SHORT TASK - Output every entry exactly, from the first line to the last.

INFORMATION SUPPLIED -
■ ■ ■
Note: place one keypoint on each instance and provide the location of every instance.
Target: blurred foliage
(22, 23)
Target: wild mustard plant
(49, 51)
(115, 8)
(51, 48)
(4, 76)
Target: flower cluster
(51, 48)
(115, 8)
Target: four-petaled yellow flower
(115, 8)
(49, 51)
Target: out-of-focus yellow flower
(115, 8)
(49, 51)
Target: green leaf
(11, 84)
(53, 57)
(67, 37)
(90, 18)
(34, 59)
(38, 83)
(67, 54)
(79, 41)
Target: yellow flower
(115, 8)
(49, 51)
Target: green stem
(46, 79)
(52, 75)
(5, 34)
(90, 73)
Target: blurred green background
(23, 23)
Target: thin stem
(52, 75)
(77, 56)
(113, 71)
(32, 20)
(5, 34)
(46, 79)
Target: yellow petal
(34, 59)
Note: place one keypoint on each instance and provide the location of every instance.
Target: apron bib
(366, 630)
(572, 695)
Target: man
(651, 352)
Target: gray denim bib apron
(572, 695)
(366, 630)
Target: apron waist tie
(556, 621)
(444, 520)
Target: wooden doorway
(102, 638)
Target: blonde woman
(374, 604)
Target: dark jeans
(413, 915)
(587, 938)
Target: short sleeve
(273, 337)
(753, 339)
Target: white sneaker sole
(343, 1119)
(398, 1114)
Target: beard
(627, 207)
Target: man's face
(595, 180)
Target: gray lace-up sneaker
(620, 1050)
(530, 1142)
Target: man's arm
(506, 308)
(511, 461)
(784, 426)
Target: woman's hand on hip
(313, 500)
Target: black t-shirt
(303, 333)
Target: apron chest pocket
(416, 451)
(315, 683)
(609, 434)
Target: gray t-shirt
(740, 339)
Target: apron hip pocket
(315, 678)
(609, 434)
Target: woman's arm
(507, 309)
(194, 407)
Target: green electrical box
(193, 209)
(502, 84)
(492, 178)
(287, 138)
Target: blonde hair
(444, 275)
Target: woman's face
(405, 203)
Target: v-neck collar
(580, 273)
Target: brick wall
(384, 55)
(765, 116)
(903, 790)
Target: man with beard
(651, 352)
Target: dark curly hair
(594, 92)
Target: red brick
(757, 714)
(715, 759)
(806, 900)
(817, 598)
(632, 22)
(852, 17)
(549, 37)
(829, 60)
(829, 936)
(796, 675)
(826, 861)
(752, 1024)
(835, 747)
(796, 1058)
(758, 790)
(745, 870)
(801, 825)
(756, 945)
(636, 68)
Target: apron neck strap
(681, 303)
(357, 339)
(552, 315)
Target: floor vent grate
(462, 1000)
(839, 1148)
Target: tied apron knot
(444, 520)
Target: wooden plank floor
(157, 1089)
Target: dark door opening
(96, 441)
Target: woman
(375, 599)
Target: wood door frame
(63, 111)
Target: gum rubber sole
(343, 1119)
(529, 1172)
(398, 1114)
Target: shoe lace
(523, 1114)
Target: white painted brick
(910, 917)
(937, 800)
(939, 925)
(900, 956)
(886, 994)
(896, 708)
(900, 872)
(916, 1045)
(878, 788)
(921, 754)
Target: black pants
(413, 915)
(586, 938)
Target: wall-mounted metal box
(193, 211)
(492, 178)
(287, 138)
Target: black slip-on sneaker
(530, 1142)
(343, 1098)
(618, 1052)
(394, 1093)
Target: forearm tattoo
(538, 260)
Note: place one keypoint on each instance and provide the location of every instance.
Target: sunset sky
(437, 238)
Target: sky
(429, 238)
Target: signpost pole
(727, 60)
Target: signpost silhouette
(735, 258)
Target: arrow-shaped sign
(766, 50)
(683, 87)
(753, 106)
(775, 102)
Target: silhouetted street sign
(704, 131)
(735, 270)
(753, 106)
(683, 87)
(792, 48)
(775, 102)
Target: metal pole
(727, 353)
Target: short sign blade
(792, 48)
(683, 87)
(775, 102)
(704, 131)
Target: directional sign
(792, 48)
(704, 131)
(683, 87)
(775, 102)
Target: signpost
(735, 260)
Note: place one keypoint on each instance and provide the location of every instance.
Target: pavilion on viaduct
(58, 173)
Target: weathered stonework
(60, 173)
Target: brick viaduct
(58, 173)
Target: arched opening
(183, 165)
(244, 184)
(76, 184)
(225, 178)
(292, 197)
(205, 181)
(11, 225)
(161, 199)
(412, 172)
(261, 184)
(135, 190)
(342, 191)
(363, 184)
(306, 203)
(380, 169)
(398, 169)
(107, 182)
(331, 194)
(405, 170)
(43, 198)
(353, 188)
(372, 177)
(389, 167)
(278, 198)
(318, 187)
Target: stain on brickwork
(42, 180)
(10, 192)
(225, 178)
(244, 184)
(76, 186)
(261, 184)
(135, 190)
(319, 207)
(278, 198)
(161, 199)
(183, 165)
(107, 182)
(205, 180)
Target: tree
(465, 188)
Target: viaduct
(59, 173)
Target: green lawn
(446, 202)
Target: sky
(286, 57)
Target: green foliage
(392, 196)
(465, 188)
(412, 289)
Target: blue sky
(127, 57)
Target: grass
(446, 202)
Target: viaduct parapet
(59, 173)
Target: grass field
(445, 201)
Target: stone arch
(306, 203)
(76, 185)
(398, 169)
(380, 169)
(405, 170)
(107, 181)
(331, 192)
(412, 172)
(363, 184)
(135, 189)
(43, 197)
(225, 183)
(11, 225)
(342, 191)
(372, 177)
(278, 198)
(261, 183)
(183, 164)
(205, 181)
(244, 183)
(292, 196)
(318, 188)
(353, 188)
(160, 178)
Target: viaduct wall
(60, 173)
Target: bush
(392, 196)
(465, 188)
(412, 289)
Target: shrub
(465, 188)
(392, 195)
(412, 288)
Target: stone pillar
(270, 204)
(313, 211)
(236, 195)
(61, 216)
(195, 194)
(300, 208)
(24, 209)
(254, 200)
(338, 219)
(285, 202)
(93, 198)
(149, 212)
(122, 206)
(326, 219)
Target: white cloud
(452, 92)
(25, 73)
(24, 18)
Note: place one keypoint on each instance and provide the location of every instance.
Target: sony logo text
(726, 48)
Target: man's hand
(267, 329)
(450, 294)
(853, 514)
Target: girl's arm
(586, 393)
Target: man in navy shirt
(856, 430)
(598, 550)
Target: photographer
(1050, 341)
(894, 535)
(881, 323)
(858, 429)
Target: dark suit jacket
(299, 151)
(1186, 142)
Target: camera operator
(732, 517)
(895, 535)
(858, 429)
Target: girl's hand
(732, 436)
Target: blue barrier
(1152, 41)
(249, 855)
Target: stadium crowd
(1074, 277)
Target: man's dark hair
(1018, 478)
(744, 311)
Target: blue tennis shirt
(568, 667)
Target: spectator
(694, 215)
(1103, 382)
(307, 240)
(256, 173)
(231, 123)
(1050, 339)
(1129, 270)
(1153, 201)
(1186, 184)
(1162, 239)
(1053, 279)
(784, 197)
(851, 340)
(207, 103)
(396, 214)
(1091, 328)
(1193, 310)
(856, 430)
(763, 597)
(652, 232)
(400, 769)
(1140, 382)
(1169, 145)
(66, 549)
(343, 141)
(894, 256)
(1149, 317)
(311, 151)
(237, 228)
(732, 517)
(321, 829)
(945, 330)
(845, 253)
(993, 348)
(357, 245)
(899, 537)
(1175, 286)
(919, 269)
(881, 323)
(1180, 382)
■ ■ ■
EXERCISE RESPONSE -
Note: place one keypoint on each instance and provide the location of every instance.
Target: blurred foliage
(22, 23)
Target: wild mustard plant
(49, 51)
(115, 8)
(51, 48)
(4, 76)
Target: flower cluster
(51, 48)
(115, 8)
Target: four-petaled yellow flower
(115, 8)
(49, 51)
Target: out-of-focus yellow flower
(115, 8)
(49, 51)
Target: green leaf
(11, 84)
(53, 57)
(67, 37)
(90, 18)
(34, 59)
(38, 83)
(67, 54)
(79, 41)
Target: yellow flower
(115, 8)
(49, 51)
Target: green stem
(46, 79)
(52, 75)
(5, 34)
(90, 73)
Target: blurred green background
(23, 23)
Target: thin stem
(52, 75)
(77, 56)
(113, 71)
(32, 20)
(5, 34)
(46, 79)
Target: yellow petal
(34, 59)
Note: place one keypoint on each instance and provide the location of every instance.
Target: apron bib
(366, 630)
(572, 695)
Target: man
(651, 352)
Target: gray denim bib apron
(572, 695)
(366, 630)
Target: apron waist tie
(556, 621)
(444, 520)
Target: wooden doorway
(102, 638)
Target: blonde woman
(374, 604)
Target: dark jeans
(413, 915)
(587, 938)
Target: short sleeve
(273, 337)
(753, 339)
Target: white sneaker sole
(343, 1119)
(398, 1114)
Target: beard
(627, 207)
Target: man's face
(595, 180)
Target: gray lace-up sneaker
(620, 1050)
(530, 1142)
Target: man's arm
(506, 308)
(511, 461)
(784, 426)
Target: woman's hand on hip
(313, 500)
Target: black t-shirt
(303, 333)
Target: apron chest pocket
(416, 451)
(315, 683)
(609, 434)
Target: gray t-shirt
(740, 339)
Target: apron hip pocket
(315, 678)
(609, 434)
Target: woman's arm
(507, 309)
(194, 407)
Target: green electrical box
(193, 209)
(502, 84)
(492, 178)
(287, 138)
Target: blonde hair
(444, 275)
Target: woman's face
(405, 203)
Target: v-neck collar
(580, 273)
Target: brick wall
(384, 55)
(765, 116)
(903, 790)
Target: man with beard
(651, 352)
Target: dark curly hair
(594, 92)
Target: red brick
(757, 714)
(715, 759)
(806, 900)
(817, 598)
(632, 22)
(852, 17)
(549, 37)
(829, 60)
(829, 936)
(796, 675)
(826, 861)
(752, 1024)
(835, 747)
(796, 1058)
(758, 790)
(745, 870)
(801, 825)
(756, 945)
(636, 68)
Target: apron neck strap
(681, 303)
(357, 339)
(552, 315)
Target: floor vent grate
(462, 1000)
(839, 1148)
Target: tied apron knot
(444, 520)
Target: wooden plank floor
(157, 1089)
Target: dark door opening
(96, 441)
Target: woman
(375, 599)
Target: wood door frame
(63, 111)
Target: gum rubber sole
(343, 1119)
(529, 1172)
(398, 1114)
Target: shoe lace
(523, 1114)
Target: white painted brick
(910, 917)
(937, 800)
(939, 925)
(900, 956)
(886, 994)
(896, 708)
(900, 872)
(916, 1045)
(878, 788)
(921, 754)
Target: black pants
(413, 915)
(586, 938)
Target: wall-mounted metal box
(193, 211)
(492, 178)
(287, 138)
Target: black slip-on sneaker
(530, 1142)
(343, 1098)
(618, 1052)
(394, 1093)
Target: forearm tattoo
(538, 260)
Note: place one keypoint on each instance and provide the location of every instance.
Target: sunset sky
(437, 238)
Target: sky
(429, 238)
Target: signpost pole
(727, 60)
Target: signpost silhouette
(735, 258)
Target: arrow-shaped sign
(766, 50)
(683, 87)
(753, 106)
(775, 102)
Target: silhouetted street sign
(704, 131)
(735, 270)
(753, 106)
(683, 87)
(792, 48)
(775, 102)
Target: metal pole
(727, 353)
Target: short sign blade
(792, 48)
(683, 87)
(775, 102)
(704, 131)
Target: directional sign
(792, 48)
(704, 131)
(683, 87)
(775, 102)
Target: signpost
(735, 260)
Note: place one keypoint on each instance and provide the location of every instance.
Target: pavilion on viaduct
(58, 173)
Target: weathered stonework
(60, 173)
Target: brick viaduct
(58, 173)
Target: arched opening
(183, 165)
(244, 184)
(76, 184)
(225, 178)
(292, 197)
(205, 181)
(11, 225)
(161, 199)
(412, 172)
(261, 184)
(135, 190)
(342, 191)
(363, 184)
(306, 203)
(380, 169)
(398, 169)
(107, 182)
(331, 194)
(405, 170)
(43, 198)
(353, 188)
(372, 177)
(389, 167)
(278, 198)
(318, 187)
Target: stain on brickwork
(42, 180)
(10, 192)
(225, 178)
(244, 184)
(76, 186)
(261, 184)
(135, 190)
(319, 207)
(278, 198)
(161, 199)
(183, 165)
(107, 182)
(205, 180)
Target: tree
(465, 188)
Target: viaduct
(59, 173)
Target: green lawn
(446, 202)
Target: sky
(286, 57)
Target: green foliage
(392, 196)
(465, 188)
(412, 289)
Target: blue sky
(127, 57)
Target: grass
(446, 202)
Target: viaduct parapet
(59, 173)
Target: grass field
(445, 201)
Target: stone arch
(306, 203)
(76, 185)
(398, 169)
(380, 169)
(405, 170)
(107, 181)
(331, 192)
(412, 172)
(363, 184)
(135, 189)
(43, 197)
(225, 183)
(11, 225)
(342, 191)
(372, 177)
(278, 198)
(261, 183)
(183, 164)
(205, 181)
(244, 183)
(292, 196)
(318, 188)
(353, 188)
(160, 178)
Target: viaduct wall
(60, 173)
Target: bush
(392, 196)
(465, 188)
(412, 289)
Target: shrub
(465, 188)
(392, 195)
(412, 288)
Target: stone pillar
(270, 204)
(313, 211)
(236, 195)
(61, 216)
(195, 194)
(300, 208)
(24, 209)
(254, 200)
(338, 219)
(285, 202)
(93, 198)
(149, 212)
(122, 206)
(326, 219)
Target: white cloud
(452, 92)
(25, 73)
(24, 18)
Note: place one keypoint on each instance and provide the location of every instance.
Target: sony logo text
(726, 48)
Target: man's hand
(267, 329)
(450, 294)
(853, 514)
Target: girl's arm
(586, 393)
Target: man in navy shirt
(856, 430)
(598, 550)
Target: photographer
(1050, 341)
(894, 535)
(881, 323)
(858, 429)
Target: dark suit jacket
(299, 151)
(1186, 142)
Target: camera operator
(732, 517)
(895, 535)
(858, 429)
Target: girl's hand
(732, 436)
Target: blue barrier
(1152, 41)
(249, 855)
Target: stadium crowd
(1074, 277)
Target: man's dark hair
(1018, 478)
(744, 311)
Target: blue tennis shirt
(568, 667)
Target: spectator
(694, 215)
(1103, 382)
(307, 240)
(256, 173)
(231, 123)
(1050, 339)
(1129, 270)
(1153, 201)
(1186, 184)
(1162, 239)
(1053, 279)
(784, 197)
(851, 340)
(207, 103)
(396, 214)
(1091, 328)
(1193, 310)
(856, 430)
(763, 597)
(652, 232)
(400, 769)
(1140, 382)
(1169, 145)
(66, 549)
(343, 141)
(894, 256)
(1149, 317)
(311, 151)
(237, 228)
(732, 517)
(321, 829)
(945, 330)
(845, 253)
(993, 348)
(357, 245)
(899, 537)
(1175, 286)
(919, 269)
(881, 323)
(1180, 382)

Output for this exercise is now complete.